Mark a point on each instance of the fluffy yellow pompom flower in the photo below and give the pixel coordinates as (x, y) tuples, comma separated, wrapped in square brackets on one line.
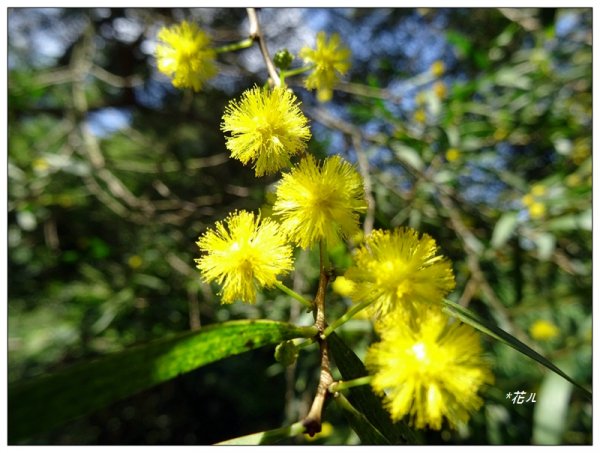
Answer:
[(429, 369), (267, 128), (399, 270), (320, 202), (331, 60), (185, 55), (247, 255)]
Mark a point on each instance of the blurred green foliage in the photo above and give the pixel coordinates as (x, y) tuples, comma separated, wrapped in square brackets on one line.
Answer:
[(113, 174)]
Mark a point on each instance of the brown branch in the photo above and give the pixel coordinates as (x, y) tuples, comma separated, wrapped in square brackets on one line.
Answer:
[(312, 421), (256, 34)]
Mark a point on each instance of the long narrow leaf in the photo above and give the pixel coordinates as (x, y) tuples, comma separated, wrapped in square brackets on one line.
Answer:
[(468, 317), (363, 398), (52, 399), (267, 437), (368, 434)]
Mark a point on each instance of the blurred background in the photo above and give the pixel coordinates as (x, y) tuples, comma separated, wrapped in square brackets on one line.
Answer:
[(473, 125)]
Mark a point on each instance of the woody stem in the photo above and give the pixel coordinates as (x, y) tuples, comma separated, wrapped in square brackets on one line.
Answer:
[(312, 421)]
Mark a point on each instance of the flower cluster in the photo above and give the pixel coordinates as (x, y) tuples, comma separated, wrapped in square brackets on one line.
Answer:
[(320, 202), (400, 271), (425, 366), (330, 60), (428, 368), (185, 55), (245, 255), (267, 127)]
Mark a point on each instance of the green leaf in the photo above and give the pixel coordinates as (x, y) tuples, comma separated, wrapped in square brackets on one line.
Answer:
[(407, 155), (52, 399), (468, 317), (504, 229), (551, 408), (363, 398), (267, 437), (368, 434)]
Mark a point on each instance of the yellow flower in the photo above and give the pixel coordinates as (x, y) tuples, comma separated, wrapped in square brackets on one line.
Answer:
[(267, 128), (429, 369), (185, 55), (247, 255), (399, 270), (440, 89), (420, 116), (438, 68), (543, 330), (343, 286), (573, 180), (320, 202), (527, 200), (538, 190), (331, 60), (452, 154), (537, 210)]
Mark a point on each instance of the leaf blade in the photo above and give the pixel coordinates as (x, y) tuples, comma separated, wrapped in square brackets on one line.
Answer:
[(363, 398), (53, 399), (469, 317)]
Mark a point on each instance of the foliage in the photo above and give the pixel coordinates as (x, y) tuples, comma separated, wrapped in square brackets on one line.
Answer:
[(477, 135)]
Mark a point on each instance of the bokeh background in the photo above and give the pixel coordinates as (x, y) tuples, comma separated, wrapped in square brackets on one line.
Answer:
[(473, 125)]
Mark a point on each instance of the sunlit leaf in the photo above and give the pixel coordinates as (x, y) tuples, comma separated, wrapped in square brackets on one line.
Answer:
[(52, 399)]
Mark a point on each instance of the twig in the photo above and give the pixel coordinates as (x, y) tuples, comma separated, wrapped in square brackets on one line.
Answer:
[(363, 167), (312, 421), (256, 34)]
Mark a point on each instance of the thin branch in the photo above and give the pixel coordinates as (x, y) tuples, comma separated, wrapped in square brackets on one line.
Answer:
[(363, 167), (312, 421), (256, 34)]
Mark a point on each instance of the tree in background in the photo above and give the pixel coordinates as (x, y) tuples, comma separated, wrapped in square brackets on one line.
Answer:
[(479, 136)]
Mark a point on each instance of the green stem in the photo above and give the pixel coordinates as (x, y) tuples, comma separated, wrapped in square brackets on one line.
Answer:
[(294, 294), (324, 256), (345, 317), (235, 46), (267, 437), (343, 385)]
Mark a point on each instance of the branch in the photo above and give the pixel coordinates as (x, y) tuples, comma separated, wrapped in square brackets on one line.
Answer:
[(256, 34), (312, 421)]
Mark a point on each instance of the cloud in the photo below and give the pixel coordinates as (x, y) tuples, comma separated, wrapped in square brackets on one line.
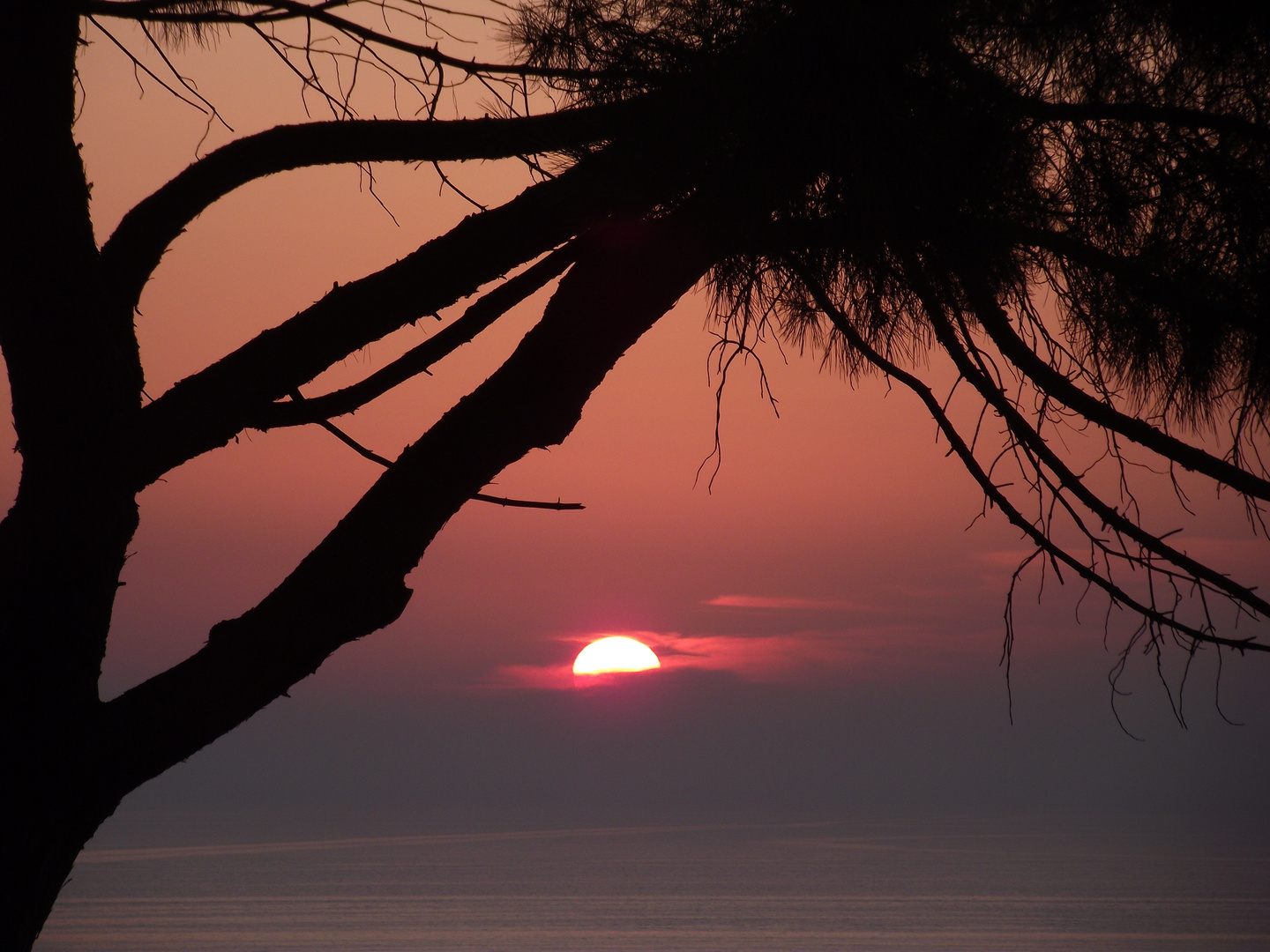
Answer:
[(785, 658), (784, 602)]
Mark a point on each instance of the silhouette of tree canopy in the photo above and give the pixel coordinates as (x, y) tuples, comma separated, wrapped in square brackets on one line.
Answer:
[(874, 182)]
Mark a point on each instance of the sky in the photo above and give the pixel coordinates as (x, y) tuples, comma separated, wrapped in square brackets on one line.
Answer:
[(827, 608)]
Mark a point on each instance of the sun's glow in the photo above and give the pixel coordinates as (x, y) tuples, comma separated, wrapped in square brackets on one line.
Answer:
[(616, 652)]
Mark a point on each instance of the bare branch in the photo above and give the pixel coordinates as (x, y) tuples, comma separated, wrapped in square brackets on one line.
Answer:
[(354, 582), (207, 409), (418, 360), (133, 250)]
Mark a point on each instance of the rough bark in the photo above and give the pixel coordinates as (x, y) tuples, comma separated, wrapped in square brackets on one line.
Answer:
[(626, 277), (75, 381), (208, 409)]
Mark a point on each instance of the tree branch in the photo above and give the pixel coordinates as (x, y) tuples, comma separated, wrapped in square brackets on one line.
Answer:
[(996, 496), (1058, 386), (354, 583), (145, 233), (479, 496), (277, 11), (210, 407), (418, 360)]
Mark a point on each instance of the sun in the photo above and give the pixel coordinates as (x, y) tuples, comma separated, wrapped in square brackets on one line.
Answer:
[(616, 652)]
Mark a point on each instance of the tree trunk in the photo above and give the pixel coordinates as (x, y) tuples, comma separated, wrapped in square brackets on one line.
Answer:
[(75, 383)]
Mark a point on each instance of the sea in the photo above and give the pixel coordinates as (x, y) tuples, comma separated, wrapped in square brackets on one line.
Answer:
[(983, 885)]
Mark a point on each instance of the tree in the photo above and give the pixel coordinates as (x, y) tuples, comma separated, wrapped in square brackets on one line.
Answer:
[(875, 182)]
----------
**Your goal**
Substitute "image coordinates" for every occurrence of "pixel coordinates" throughout the data above, and reproduce all of it with nothing else changed. Omit the pictures from your answer.

**Response to this task**
Mark a point on each instance of the fluffy yellow pompom flower in the photo below and give the image coordinates as (x, y) tuples, comma separated, wrapped in square brackets on one line.
Answer:
[(429, 369), (267, 128), (399, 270), (320, 202), (331, 60), (185, 55), (247, 255)]
Mark a point on each instance of the blurred green foliage in the photo above and give the image coordinates as (x, y) tuples, comma separated, wrapped in square brackets on one line.
Answer:
[(113, 174)]
Mark a point on each instance of the brown branch in the photo above and give the image coordinates as (x, y) tuples, comma separated, wrapped in square brackets on one line.
Answer:
[(312, 421), (256, 34)]
Mark a point on each instance of the long narrow leaf in the photo above and give the image coordinates as (x, y) tuples, comma separated, wrapped in square brackets on one line.
Answer:
[(468, 317), (363, 398), (52, 399), (267, 437), (368, 434)]
Mark a point on each instance of the blurred background in the photo above and give the image coordinates as (x, y) tuples, comma separated, wrapped in square brackets on one line.
Answer:
[(473, 125)]
Mark a point on each instance of the woody stem in the photo above and give the image coordinates as (x, y) tuples, comma separated, wrapped in square brackets on one line.
Answer:
[(312, 421)]
Mark a point on each instance of the flower cluster in the photo above and give the image coordinates as (x, y) tuples, comma separated, wrapped in square brackets on one line.
Answer:
[(320, 202), (400, 271), (425, 366), (330, 60), (428, 368), (185, 55), (245, 255), (267, 127)]
Mark a point on each instance of the green leaf in the photo above and give the image coordinates as (x, y) tuples, comma separated, wrapped in square brackets on one line.
Answer:
[(407, 155), (52, 399), (468, 317), (504, 229), (551, 408), (363, 398), (267, 437), (368, 434)]
Mark a point on each instance of the yellow flower in the photo above and give the image coordinates as (x, y) tuples, comma separated, wrapped in square brackets on one line.
Answer:
[(267, 128), (429, 369), (185, 55), (247, 255), (399, 270), (440, 89), (420, 116), (438, 68), (543, 330), (343, 286), (573, 180), (320, 202), (527, 200), (538, 190), (331, 60), (452, 154), (537, 210)]
Mark a point on each instance of the leaf blade in the photo above and give the image coordinates as (x, y) tuples, comma separated, wrapped in square brackets on one line.
Answer:
[(363, 398), (53, 399), (469, 317)]
Mark a point on each instance of the foliage in the photo above and give the image coordinates as (x, y) tuples, comma separated, wrapped in square brackets on one line.
Answer:
[(477, 135)]
Mark a point on each instance of the bokeh background in the photo above and give the image coordinates as (x, y) tuples, comma separated, wrapped in square brackets on one line.
Answer:
[(473, 125)]
Mark a point on each instance of the sunlit leaf in the photo above and give the image coordinates as (x, y) tuples, comma separated, wrapped in square brackets on one line.
Answer:
[(52, 399)]
Mark a point on each instance of the twig in the photo above and give the image coordinates as (x, y) tuples, comma separated, wrapped in square brackets on one line.
Answer:
[(363, 167), (312, 421), (256, 34)]
Mark a point on each instance of the thin branch in the photo above and give the image coordinates as (x, y) tuples, comma separated, wrapped in square brackets on one line.
Answer:
[(363, 167), (312, 421), (256, 34)]
Mark a point on each instance of the tree in background in the photo above and give the image coordinates as (x, y) tuples, comma separated, wrapped in square brackets on one line.
Answer:
[(479, 136)]
Mark a point on each instance of the green stem in the photo above and give the image coordinates as (x, y) tuples, comma separated, wrapped in square brackets on one line.
Answer:
[(294, 294), (324, 256), (345, 317), (235, 46), (267, 437), (343, 385)]
Mark a point on each instance of the branch in the photo above and give the image coordinates as (x, y) tuples, comma separated, wrapped in square brackets on one line.
Answer:
[(256, 34), (312, 421)]
Mark a point on each instance of the cloud in the photo below and give the image coordinates as (x, y) tuples, comma separated, wrapped in square brackets on one line.
Answer:
[(785, 658), (784, 602)]
Mark a point on each instance of the silhouette of tree canopy in the photo above and give the image coordinates as (x, y) tuples, comma separated, wrapped in square brackets on one line.
Answer:
[(874, 182)]
Mark a point on each instance of the sky in the photo above and give the image coordinates as (x, y) tuples, comma separated, wrapped in square brackets on one line.
Answer:
[(827, 608)]
Mark a point on each instance of the sun's glow in the photo above and give the image coordinates as (x, y) tuples, comma separated, wrapped in square brackets on one line.
Answer:
[(616, 652)]
Mark a point on each instance of the bare branch in the photo above and give the image coordinates as (x, y) tuples, comma separated, wrapped in square brackets on one line.
Answer:
[(354, 582), (207, 409), (418, 360), (133, 250)]
Mark a point on each instance of the rough bark in the photo above and give the image coordinates as (x, y) tuples, comma separated, wrapped in square brackets on one line.
Answer:
[(626, 277), (75, 381), (208, 409)]
Mark a point on each instance of the tree branch in the photo above and give the image coordinates as (x, y) tuples, comma separated, wrapped in square brackets on one line.
Answer:
[(996, 496), (1058, 386), (354, 583), (145, 233), (479, 496), (277, 11), (210, 407), (418, 360)]
Mark a point on each instance of the sun in the photo above and give the image coordinates as (x, y) tuples, comma separated, wrapped in square brackets on one line.
Answer:
[(616, 652)]
Mark a point on each instance of the tree trunk in the photo above and give the image coordinates as (x, y) tuples, comma separated, wrapped in square brackets on one line.
Answer:
[(75, 383)]
Mark a point on each instance of the sea in the photo above and give the image coordinates as (x, y) tuples, comma separated, wrapped in square brackets on one line.
Answer:
[(983, 885)]
Mark a point on each instance of the tree in the photo above and give the image coordinates as (x, y) tuples, comma separated, wrapped in square brackets on one line.
Answer:
[(875, 182)]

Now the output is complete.